**Information provided:**
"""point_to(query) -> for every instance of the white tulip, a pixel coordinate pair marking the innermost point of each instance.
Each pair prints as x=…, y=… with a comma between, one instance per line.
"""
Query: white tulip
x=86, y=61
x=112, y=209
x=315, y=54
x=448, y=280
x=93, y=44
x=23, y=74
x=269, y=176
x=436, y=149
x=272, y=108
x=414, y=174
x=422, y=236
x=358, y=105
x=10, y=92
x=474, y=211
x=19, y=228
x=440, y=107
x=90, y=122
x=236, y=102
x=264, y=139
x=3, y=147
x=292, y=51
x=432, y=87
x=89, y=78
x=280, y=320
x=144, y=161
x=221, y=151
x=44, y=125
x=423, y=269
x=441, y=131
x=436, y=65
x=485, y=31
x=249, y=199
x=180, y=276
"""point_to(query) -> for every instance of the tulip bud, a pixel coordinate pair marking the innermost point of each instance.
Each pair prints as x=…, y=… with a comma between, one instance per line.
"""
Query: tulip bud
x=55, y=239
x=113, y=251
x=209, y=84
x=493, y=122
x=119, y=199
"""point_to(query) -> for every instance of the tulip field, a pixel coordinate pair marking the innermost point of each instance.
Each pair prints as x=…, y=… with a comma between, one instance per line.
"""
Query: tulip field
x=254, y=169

**Work to complete:** Could the data above be returned exactly as it stands?

**Answer to this exercise:**
"""point_to(query) -> for every instance of the white tulip, a pixel coordinate pair marking the innermost point of each instance.
Each pair prints as x=…, y=… with a comma between, one instance per line.
"""
Query: white tulip
x=86, y=61
x=112, y=209
x=315, y=54
x=448, y=280
x=93, y=44
x=23, y=74
x=269, y=176
x=436, y=149
x=272, y=108
x=414, y=174
x=422, y=236
x=358, y=105
x=10, y=92
x=474, y=211
x=19, y=228
x=440, y=107
x=90, y=122
x=236, y=102
x=264, y=139
x=3, y=147
x=292, y=51
x=432, y=87
x=89, y=78
x=280, y=320
x=144, y=161
x=221, y=151
x=44, y=125
x=423, y=269
x=441, y=131
x=436, y=65
x=485, y=31
x=249, y=199
x=180, y=276
"""point_to(query) -> for every instance of the tulip bud, a pixel coordinate pair marking the innermost point of each instance.
Each pair prints as x=…, y=… with a comma between, one instance per line.
"""
Query: tulip bud
x=55, y=239
x=113, y=251
x=209, y=84
x=493, y=122
x=119, y=199
"""point_to(query) -> for every instance of the tulip field, a pixel coordinate pair marking the innermost point of each instance.
Each pair prints as x=…, y=… with a comma between, one instance per line.
"""
Query: tulip field
x=254, y=169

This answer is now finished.